### PAGE TEXT
━━━━━━━━━━━━━━━━
The first question, ‘What do I worry will happen if I succeed at my commitment?’, may seem strange on the surface, because everyone wants to live their values and commitments. However, our mind has countless ways to hide our fears from us and subconsciously hijack our commitments. Imagine yourself succeeding and then consider what negative things might happen if you do succeed. This question can uncover fears, so the body will often be triggered, generating strong emotions and protective narratives.

Let’s go back to the traffic example. Imagine the stressed person’s commitment is to be calm in traffic. I ask her, ‘What do you worry will happen if you succeed at your commitment?’

Her body may contract. Strong emotions such as judgement and resentment may emerge. She might answer, ‘It will mean that I don’t care about being late, and that I agree with the stupid government who don’t look after our roads!’ (By the way, this is a real example from one of my programs.)

Next question: ‘So what are you holding on to that brings you a sense of security, validity or self-worth?’ This is harder to answer, and not necessarily needed.

In this case, she eventually figured out, ‘Being angry on the roads gives me a sense of being a caring citizen, and caring about punctuality. It shows others that I care!’ In other words, it was a very subtle form of image management. She was attached to being angry because she was afraid of being seen as a person who does not care.
━━━━━━━━━━━━━━━━
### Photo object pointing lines
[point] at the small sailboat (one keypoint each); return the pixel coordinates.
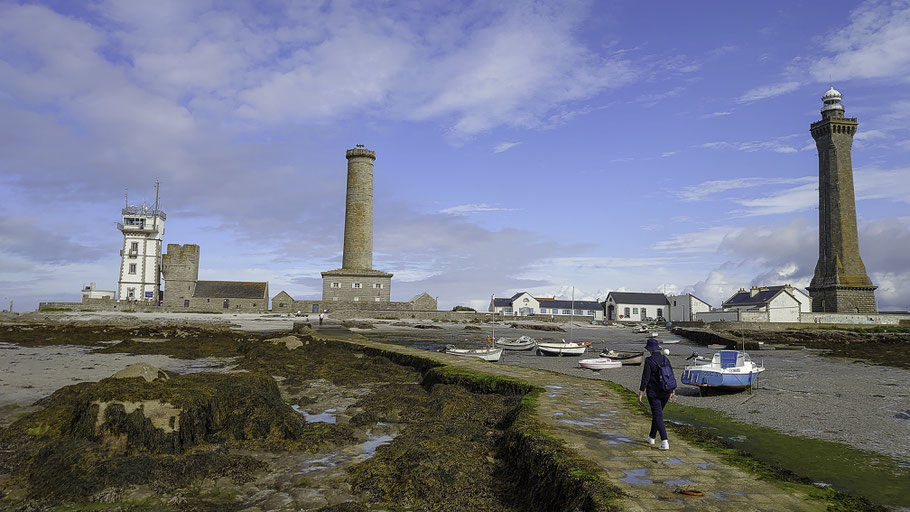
(561, 349)
(521, 343)
(566, 347)
(624, 358)
(728, 369)
(491, 354)
(599, 364)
━━━━━━━━━━━━━━━━
### PROBLEM
Answer these questions about the commitments text, numbering each answer to match its question.
1. What commitment does the stressed person in the traffic example have?
2. Which two strong emotions are named as ones that may emerge?
3. What was she afraid of being seen as?

### OUTPUT OF THE TASK
1. To be calm in traffic.
2. Judgement and resentment.
3. A person who does not care.